■ SELECTED PASSAGE
To the best of our knowledge, there are not any
cases in the UK in which successful applications for asylum have been made on
the basis that people living with HIV have a well-founded fear of persecution
in their home country because of their HIV status. On the other hand, some
campaigners who have risked imprisonment by campaigning against a government’s
HIV policies have occasionally been granted asylum.
There have been some attempts, largely
unsuccessful, to claim protection under Article 3 of the European Convention on Human Rights (ECHR) on the grounds
that a person would be likely to die if they were removed to a country where
HIV treatment would not be available for free and they could not afford to pay
for treatment.
A case brought before the European Court of
Human Rights in 1997 considered whether it would breach human rights to remove
a person who had AIDS from the UK.1
D was a citizen of St Kitts whom the United Kingdom was proposing to
return to his home country after serving a prison sentence for a drug-related
offence. During the course of that sentence it was discovered that he was in an
advanced stage of AIDS-related illness, and that his life expectancy was very
short. The UK persisted with its plan to remove him so he appealed to the
European Court.
The court found that his rights under Article
3 of the ECHR would be breached if he were removed to St Kitts from the UK. The
court found that it would constitute “inhuman or degrading treatment or
punishment” to withdraw from the individual concerned the medical treatment he
was receiving in the United Kingdom and then force him to return to a country
where no effective treatment or palliative care could be guaranteed, given that
he was on the point of death.
However, successful challenges on these grounds
have become much less likely following the judgment of a 2005 appeal to the
House of Lords by N in 2005.
N was an HIV-positive Ugandan woman who claimed
that she would not be able to obtain free effective treatment in Uganda, and
that that it would be a breach of Article 3 of the ECHR if she were removed.
The House of Lords decided that suffering due to a medical condition is
different from suffering caused by torture or other some other serious
mistreatment. In the medical case, if there are no other relevant factors to
consider, it will only be in the most exceptional
of circumstances, for example where death is imminent or where there is an absence of available treatment, that
the removal will be prevented. The House of Lords dismissed the appeal despite
agreeing that, if removed, the appellant would face “an early death after a
period of acute physical and mental suffering”.
The N case was later considered by the Grand
Chamber of the European Court of Human Rights which reached the same conclusion
as the House of Lords and clarified the obligations on states contracted to the
ECHR in cases where there are disparities in levels of medical treatment
between countries.
The European Court's judgment includes two
essential arguments. Firstly, that courts "need to retain a degree of
flexibility to prevent expulsion in very exceptional cases," thus allowing
individuals the opportunity to claim that their circumstances are exceptional.

■ MATERIAL SUPPLIED
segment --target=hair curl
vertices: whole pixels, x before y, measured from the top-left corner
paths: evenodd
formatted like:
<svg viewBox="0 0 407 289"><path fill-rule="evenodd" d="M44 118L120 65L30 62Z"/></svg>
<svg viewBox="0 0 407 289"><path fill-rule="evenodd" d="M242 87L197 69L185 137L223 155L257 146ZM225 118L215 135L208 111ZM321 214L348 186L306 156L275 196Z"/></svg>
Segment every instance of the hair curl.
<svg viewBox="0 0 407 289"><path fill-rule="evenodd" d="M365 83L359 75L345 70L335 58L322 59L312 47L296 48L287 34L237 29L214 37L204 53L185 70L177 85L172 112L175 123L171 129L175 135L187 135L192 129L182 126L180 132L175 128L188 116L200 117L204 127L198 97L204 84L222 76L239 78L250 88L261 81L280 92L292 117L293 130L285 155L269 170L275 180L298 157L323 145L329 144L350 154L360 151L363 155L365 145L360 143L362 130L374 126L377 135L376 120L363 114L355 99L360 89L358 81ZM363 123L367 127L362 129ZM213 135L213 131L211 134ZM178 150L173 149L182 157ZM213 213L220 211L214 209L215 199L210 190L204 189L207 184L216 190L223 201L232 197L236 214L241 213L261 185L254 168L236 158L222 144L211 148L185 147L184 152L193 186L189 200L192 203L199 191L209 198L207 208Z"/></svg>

■ ASSIGNMENT 1
Please return the passage on HIV and asylum claims from "However, successful challenges" up to and including "she were removed.".
■ ASSIGNMENT 2
State whether each statement below agrees with the passage on HIV and asylum claims. Answer yes or no, and quote the deciding words of the passage.
(a) The European Court of Human Rights heard D's case in 1997.
(b) N was a citizen of St Kitts.
(c) The House of Lords allowed N's appeal.
■ ASSIGNMENT 3
Summarize the passage on HIV and asylum claims in three sentences.

■ RESULT 1
However, successful challenges on these grounds
have become much less likely following the judgment of a 2005 appeal to the
House of Lords by N in 2005.
N was an HIV-positive Ugandan woman who claimed
that she would not be able to obtain free effective treatment in Uganda, and
that that it would be a breach of Article 3 of the ECHR if she were removed.

■ RESULT 2
(a) Yes: "A case brought before the European Court of Human Rights in 1997 considered whether it would breach human rights to remove a person who had AIDS from the UK."
(b) No: "N was an HIV-positive Ugandan woman"
(c) No: "The House of Lords dismissed the appeal"

■ RESULT 3
The writers know of no successful UK asylum claim based on a fear of persecution because of HIV status, although some campaigners against a government's HIV policies have occasionally been granted asylum. In 1997 the European Court of Human Rights found that removing D to St Kitts would breach Article 3 of the ECHR, because he had advanced AIDS-related illness and was on the point of death. Such challenges became much less likely to succeed after the House of Lords dismissed N's appeal in 2005 and held that removal would be prevented only in the most exceptional circumstances, and the Grand Chamber of the European Court of Human Rights later reached the same conclusion.